== Records ==
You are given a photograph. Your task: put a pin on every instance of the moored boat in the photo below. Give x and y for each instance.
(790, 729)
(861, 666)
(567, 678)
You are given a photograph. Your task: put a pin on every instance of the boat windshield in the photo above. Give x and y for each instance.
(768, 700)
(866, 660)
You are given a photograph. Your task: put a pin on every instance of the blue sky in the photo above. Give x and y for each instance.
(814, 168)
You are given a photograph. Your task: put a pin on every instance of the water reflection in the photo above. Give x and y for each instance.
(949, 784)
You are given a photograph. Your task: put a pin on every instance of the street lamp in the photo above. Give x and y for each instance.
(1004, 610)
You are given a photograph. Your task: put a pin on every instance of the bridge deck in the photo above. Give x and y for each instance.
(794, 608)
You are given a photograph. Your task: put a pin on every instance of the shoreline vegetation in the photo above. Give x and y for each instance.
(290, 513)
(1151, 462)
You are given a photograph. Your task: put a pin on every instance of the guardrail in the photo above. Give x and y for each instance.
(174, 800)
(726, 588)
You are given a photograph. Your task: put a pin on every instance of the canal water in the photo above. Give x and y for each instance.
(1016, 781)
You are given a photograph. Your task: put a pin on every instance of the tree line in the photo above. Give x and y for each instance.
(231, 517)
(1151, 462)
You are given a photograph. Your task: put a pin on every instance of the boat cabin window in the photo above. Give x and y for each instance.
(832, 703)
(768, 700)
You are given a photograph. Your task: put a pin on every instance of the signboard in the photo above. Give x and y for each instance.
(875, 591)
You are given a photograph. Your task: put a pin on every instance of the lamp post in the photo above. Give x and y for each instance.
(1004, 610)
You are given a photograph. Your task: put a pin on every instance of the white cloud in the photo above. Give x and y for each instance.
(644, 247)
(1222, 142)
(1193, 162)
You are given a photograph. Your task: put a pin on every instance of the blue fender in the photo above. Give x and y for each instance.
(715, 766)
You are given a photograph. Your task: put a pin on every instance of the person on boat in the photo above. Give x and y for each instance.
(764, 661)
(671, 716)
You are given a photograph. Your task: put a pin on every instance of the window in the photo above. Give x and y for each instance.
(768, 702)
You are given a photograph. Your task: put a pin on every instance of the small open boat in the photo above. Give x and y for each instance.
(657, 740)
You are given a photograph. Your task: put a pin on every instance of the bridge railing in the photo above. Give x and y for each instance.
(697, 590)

== Requirement ==
From the listing above, reproduce all the lines exactly.

== Response below ==
You are given a photograph. Your task: put a pin on every instance of the moored boat in the photo below. Give x and y for each instance.
(790, 729)
(861, 666)
(567, 678)
You are given a photograph. Your task: put a pin on every instance of the boat windshield in the photo above. Give x and y for each instance.
(768, 700)
(866, 660)
You are given a photograph. Your task: put a pin on every instance of the blue sky in the photo above. Give x and y for each instance.
(814, 168)
You are given a photograph. Your task: put a pin on every instance of the water reflection in the photo above. Give x and y for each instance.
(949, 784)
You are given a photograph. Your task: put a pin on every instance of the street lamp in the photo above. Give x and y for each instance.
(1004, 610)
You are given a photograph. Your task: put a pin on every instance of the bridge deck in the photo above. Give x and y for each instance.
(794, 608)
You are given a photograph. Your task: put a pin on every instance of the shoreline vegetation in the photo above. Give x and y for each instance.
(290, 513)
(1151, 462)
You are given a photograph. Your task: put a pin on every instance of the guardrail in the photo above. Give x and y for each instance.
(174, 800)
(726, 588)
You are given a photograph. Your task: put a pin on every instance of the canal water in the photo above. Give x and y for each instance.
(1016, 781)
You are given a photograph. Your task: put a pin on every instance of the tree line in the photo above. Give x and y for each instance.
(231, 517)
(1151, 462)
You are given a photograph. Your task: put a pin on every instance of the boat cabin window in the photo above. Give x and y for each instance.
(832, 703)
(768, 700)
You are given a photograph. Your task: put a pin on every instance of the signboard in the photo above. Give x and y for each instance.
(875, 591)
You are given a photograph. Your task: put a pin on every instance of the lamp post in the photo above. Give x and y for each instance.
(1004, 610)
You are given a photograph. Your task: put a pin on every instance of the white cloud in the photo above. Give x and y for each instance.
(644, 247)
(1222, 142)
(1193, 162)
You are given a photograph. Your task: put a pin on every instance of the blue fender in the photo above. Give x and y for each instance.
(715, 766)
You are given a photograph. Your task: put a pin on every instance of the person on boat in the photo above. Give x and y for each instance.
(764, 661)
(671, 716)
You are given a photograph. Your task: put a pin on every instance of the window in the photo above. Give x and y for each instance.
(768, 702)
You are given a photograph. Your task: put a pin on every instance of the small open boat in the photo above. Give x and y for each instance.
(657, 740)
You are given a photograph. Your task: put a pin on every instance of the bridge railing in the photo above. Give x and y for each instance.
(697, 590)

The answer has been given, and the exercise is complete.